Creo en una Europa Unida, que se apoye en América Latina y, más tarde, cuando el virus del nacionalismo haya perdido fuerza, en Asia y África.
2015, 2016, 2017...
La persistente lluvia nacionalista ha calado, ha saturado con su universo simbólico el discurso de amigos y adversarios. Ha impuesto una lógica capaz de ahogar las disparidades forzando el conmigo o el contra mí. La eficacia de su discurso se basa en una bipolarización integradora para los suyos, excluyente para los demás. El nacionalismo, para afirmarse a sí mismo, precisa describir al «otro» como extraño o enemigo, al tiempo que vislumbra en el diferente una identidad imposible de compartir. El nacionalismo sería democrático si se considerara a sí mismo como una opción más, pero no es así; para él, la exigencia sine qua non para ser ciudadano de primera pasa por aceptar la nacionalidad. La figura de un no nacionalista resulta inaceptable para la lógica del buen patriota que pelea por la independencia de Catalunya y odia lo español. El desconcierto de la peña nacionalista, la que sea, se produce cuando uno se atreve a denunciar sus patrañas y amaños histórico-políticos. A esos contratiempos suelen responder siempre con una cierta violencia. Y, sabido es, que la violencia no solo se ejerce de forma convencional sino también edulcorada. Acusar a alguien de ser lo que no es, calificar al crítico de botifler, es violencia. Que el acceso a los medios de comunicación, a las tertulias, a la promoción editorial dependa del grado de asunción del credo nacionalista, es violencia. Que se discrimine a catedráticos, profesores y articulistas por no seguir la corriente dominante, es violencia. Que se mire con odio y gesto de desprecio al díscolo cuando cruza la calle, es violencia.
Decía un buen amigo mío que el cautiverio de la izquierda de este país tiene mucho que ver con la aceptación del lenguaje del nacionalismo reinante. Decía también que solo una fisura moral, que restablezca la validez del ciudadano solidario, hermano del resto de los humanos, desatento a los mitos de la tribu, nos da alguna esperanza de cara al futuro.

[Conjunto de datos]:
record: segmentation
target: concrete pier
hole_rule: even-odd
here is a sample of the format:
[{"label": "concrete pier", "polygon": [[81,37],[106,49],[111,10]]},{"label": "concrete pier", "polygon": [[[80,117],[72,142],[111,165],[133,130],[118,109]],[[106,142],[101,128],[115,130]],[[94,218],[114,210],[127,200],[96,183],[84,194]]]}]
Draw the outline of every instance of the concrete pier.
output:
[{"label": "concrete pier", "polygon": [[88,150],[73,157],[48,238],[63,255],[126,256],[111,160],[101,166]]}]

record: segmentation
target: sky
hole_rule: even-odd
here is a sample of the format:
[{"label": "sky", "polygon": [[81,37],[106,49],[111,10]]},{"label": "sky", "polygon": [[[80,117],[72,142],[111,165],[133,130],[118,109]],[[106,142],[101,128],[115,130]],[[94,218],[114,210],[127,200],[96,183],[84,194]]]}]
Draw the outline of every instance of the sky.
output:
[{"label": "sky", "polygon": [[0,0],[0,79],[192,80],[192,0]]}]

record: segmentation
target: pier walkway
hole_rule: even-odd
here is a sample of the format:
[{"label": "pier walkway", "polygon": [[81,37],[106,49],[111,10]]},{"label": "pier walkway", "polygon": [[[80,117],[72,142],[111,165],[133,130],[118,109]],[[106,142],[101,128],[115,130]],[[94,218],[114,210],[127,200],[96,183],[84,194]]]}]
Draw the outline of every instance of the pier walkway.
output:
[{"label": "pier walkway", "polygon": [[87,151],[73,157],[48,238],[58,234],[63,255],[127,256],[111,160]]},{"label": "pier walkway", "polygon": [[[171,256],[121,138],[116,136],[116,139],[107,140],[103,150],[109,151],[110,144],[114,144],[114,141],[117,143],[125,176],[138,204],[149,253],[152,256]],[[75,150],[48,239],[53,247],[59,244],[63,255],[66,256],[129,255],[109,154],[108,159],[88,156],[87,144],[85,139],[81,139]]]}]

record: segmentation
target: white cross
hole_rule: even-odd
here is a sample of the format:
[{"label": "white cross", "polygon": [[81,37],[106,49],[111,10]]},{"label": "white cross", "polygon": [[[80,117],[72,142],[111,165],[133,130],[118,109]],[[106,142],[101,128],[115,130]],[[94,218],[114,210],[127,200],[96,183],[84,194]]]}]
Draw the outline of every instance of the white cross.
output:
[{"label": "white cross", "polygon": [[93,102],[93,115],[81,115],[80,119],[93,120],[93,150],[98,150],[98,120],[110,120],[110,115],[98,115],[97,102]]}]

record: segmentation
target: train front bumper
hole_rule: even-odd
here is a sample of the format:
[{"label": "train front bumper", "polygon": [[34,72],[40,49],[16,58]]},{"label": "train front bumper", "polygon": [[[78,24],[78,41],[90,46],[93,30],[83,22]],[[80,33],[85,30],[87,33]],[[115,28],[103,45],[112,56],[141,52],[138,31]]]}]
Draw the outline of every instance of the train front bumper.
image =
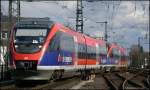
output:
[{"label": "train front bumper", "polygon": [[49,80],[53,71],[50,70],[15,70],[15,80]]}]

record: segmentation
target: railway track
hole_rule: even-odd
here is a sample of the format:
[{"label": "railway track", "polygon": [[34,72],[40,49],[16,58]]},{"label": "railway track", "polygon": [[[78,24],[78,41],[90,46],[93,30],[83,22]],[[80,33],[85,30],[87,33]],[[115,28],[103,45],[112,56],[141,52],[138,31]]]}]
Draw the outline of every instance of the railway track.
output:
[{"label": "railway track", "polygon": [[144,86],[142,82],[137,82],[135,78],[139,78],[140,73],[135,75],[131,74],[131,76],[123,76],[118,73],[109,73],[104,74],[103,77],[107,81],[108,86],[110,89],[114,90],[125,90],[125,89],[142,89],[142,90],[149,90],[148,87]]},{"label": "railway track", "polygon": [[[37,83],[38,82],[38,83]],[[80,82],[80,77],[78,75],[64,77],[58,80],[51,80],[49,82],[45,81],[24,81],[21,82],[21,86],[16,86],[14,83],[11,85],[1,87],[1,90],[5,89],[67,89],[71,88],[74,84]]]}]

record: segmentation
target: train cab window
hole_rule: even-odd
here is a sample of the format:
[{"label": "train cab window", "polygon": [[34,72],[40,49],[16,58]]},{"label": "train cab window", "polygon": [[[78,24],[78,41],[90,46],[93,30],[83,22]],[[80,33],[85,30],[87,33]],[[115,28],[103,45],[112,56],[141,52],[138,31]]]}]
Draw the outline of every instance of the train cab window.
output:
[{"label": "train cab window", "polygon": [[112,49],[113,50],[113,57],[116,57],[116,58],[120,58],[120,53],[119,53],[119,50],[118,49]]},{"label": "train cab window", "polygon": [[69,34],[61,32],[60,36],[60,48],[61,50],[73,52],[74,50],[74,40],[73,37]]},{"label": "train cab window", "polygon": [[48,50],[49,51],[56,51],[60,48],[60,32],[57,32],[54,37],[51,39]]},{"label": "train cab window", "polygon": [[87,46],[87,58],[96,59],[96,48]]},{"label": "train cab window", "polygon": [[84,44],[78,44],[78,57],[85,58],[86,57],[86,46]]},{"label": "train cab window", "polygon": [[102,55],[106,55],[107,54],[106,46],[100,46],[99,50],[100,50],[100,54],[102,54]]}]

[Preguntas]:
**1.** Resume en una o dos oraciones el párrafo del texto sobre el nacionalismo que empieza con «Decía un buen amigo mío», sin perder sus ideas principales.
**2.** Indica si cada afirmación concuerda con el texto sobre el nacionalismo. Contesta sí o no y cita las palabras del texto que lo deciden.
(a) El nacionalismo sería democrático si se considerara una opción más.
(b) La violencia se ejerce únicamente de forma convencional.
(c) La Europa Unida en la que se cree debe apoyarse primero en Asia y África.
**3.** Extrae sin cambios el pasaje del texto sobre el nacionalismo que empieza en "Creo en una" y termina en "2015, 2016, 2017...".
Para resolver esto no hace falta usar los datos.

[Respuestas]:
**1.** Un buen amigo sostenía que la izquierda del país está cautiva por haber aceptado el lenguaje del nacionalismo dominante. También decía que solo una fisura moral que devuelva su valor al ciudadano solidario, hermano de los demás humanos y ajeno a los mitos de la tribu, deja alguna esperanza para el futuro.

**2.**
(a) Sí: «El nacionalismo sería democrático si se considerara a sí mismo como una opción más, pero no es así».
(b) No: «la violencia no solo se ejerce de forma convencional sino también edulcorada».
(c) No: «que se apoye en América Latina y, más tarde, cuando el virus del nacionalismo haya perdido fuerza, en Asia y África».

**3.**
Creo en una Europa Unida, que se apoye en América Latina y, más tarde, cuando el virus del nacionalismo haya perdido fuerza, en Asia y África.
2015, 2016, 2017...